#### Required work
Working from the entries that follow, retype each one without any alteration.

#### Provided data
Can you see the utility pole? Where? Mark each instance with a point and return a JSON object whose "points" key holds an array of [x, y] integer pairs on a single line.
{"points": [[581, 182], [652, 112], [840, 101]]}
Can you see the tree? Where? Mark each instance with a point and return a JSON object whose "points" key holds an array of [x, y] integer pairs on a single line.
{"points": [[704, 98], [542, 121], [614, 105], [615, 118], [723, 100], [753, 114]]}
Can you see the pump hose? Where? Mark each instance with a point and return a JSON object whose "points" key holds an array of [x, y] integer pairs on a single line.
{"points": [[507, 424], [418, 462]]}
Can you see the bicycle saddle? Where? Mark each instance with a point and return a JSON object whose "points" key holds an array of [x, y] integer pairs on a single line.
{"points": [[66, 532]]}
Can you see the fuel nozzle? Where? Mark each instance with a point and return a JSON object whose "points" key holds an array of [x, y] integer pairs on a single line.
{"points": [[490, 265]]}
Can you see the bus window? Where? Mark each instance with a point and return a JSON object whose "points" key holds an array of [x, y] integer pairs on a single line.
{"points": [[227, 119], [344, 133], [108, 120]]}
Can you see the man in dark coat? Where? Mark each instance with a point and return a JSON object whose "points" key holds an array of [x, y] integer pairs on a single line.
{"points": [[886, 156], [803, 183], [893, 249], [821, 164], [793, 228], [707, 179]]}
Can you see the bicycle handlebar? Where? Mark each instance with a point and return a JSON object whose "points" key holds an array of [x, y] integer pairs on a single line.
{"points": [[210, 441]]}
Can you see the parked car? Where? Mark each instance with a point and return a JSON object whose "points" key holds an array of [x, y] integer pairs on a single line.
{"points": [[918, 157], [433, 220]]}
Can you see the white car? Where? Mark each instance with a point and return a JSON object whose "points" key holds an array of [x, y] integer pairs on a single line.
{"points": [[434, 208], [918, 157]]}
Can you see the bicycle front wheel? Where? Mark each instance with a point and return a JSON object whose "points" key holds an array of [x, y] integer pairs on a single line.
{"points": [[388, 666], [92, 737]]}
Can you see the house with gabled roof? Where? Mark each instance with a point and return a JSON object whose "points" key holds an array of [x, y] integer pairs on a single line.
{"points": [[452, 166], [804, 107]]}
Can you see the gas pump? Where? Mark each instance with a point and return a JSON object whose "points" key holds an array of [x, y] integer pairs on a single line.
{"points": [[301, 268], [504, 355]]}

#### Exercise output
Can you see the utility pole? Where? Mark each instance with a point and return a JSON object whose "points" key holds an array of [x, y] integer pairs on a single line.
{"points": [[581, 182], [652, 112], [840, 101]]}
Can you see the tree? Where? Mark each instance with a point and return a JSON object whose "points" key holds an array of [x, y] integer pairs on a single line.
{"points": [[704, 98], [542, 121], [614, 105], [615, 118], [723, 100], [753, 114]]}
Can you see the pump hose? Where? Mark each instance with a point and return a JSON object whose "points" key holds an array of [x, y] integer pairs on a single line.
{"points": [[507, 424], [418, 462]]}
Can you see the bicycle saddle? Where? Mark each instance with a point and return a JSON object whose "points" key holds an array of [x, y] integer pairs on a single line.
{"points": [[66, 532]]}
Can you see the fuel nozzle? Where? Mark each instance with a point and return a JSON object whose "points" key holds an array of [x, y] integer pairs on a single line.
{"points": [[490, 265]]}
Can you see the bus window? Where? Mark each instance with a point and return a JSON object whose "points" key holds an array of [x, y] integer pairs on a single line.
{"points": [[227, 119], [344, 133], [108, 120]]}
Can you see the man in dark coat? Where? Mark each instance with a point and return a JSON object whose "points" key holds an array of [x, y] integer pairs on a single line.
{"points": [[886, 156], [803, 183], [893, 249], [821, 164], [793, 228], [707, 179]]}
Can you see the bicycle handlebar? Where? Mark each instance with a point and return a JSON object whose "points" key holds an array of [x, y] integer pairs on a single line.
{"points": [[210, 441]]}
Can you see the parked car? Where? Mark each instance with a point and return a JSON object whose "points" key holds an array of [x, y] integer pairs on a single line.
{"points": [[918, 157], [433, 220]]}
Can you see the white car? Where? Mark each instance with a point and return a JSON object whose "points" key holds an array of [x, y] integer pairs on a single line.
{"points": [[434, 208], [918, 157]]}
Can you see the bicycle front wheel? Where? Mark each instance with a point and return a JSON object whose "points" key holds an array of [x, y] integer pairs on a single line.
{"points": [[388, 666], [92, 737]]}
Can you see the house with gabled roof? Where? Mark each instance with a point and return a JSON object whose "points" key holds an array of [x, y] integer pairs on a single line.
{"points": [[452, 166], [804, 107]]}
Can you see the gas pump? Where? Mark each instance with a point and return a JSON object whose "points" key holds an array of [x, y] integer pairs on a single line.
{"points": [[301, 268], [504, 355]]}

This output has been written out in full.